== PROBLEM STATEMENT ==
Would you restate every entry that follows, word for word, and leave out the pictures?

== PROVIDED INFORMATION ==
- - - - - - -
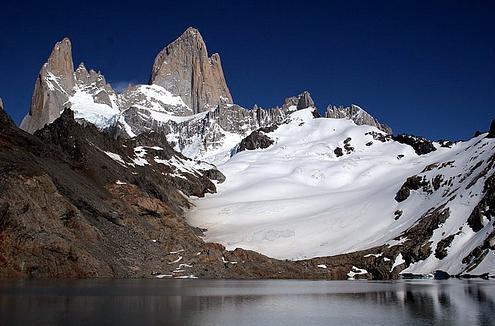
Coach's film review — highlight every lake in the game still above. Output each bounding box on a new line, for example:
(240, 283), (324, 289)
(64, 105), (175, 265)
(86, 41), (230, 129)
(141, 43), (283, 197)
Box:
(0, 279), (493, 326)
- - - - - - -
== ANSWER TO THIS EXERCISE ==
Coach's film review — highlight every lake in the game still above. Output each bounding box on a new line, for example:
(240, 283), (324, 289)
(64, 105), (175, 265)
(86, 41), (230, 129)
(141, 43), (283, 197)
Box:
(0, 279), (493, 326)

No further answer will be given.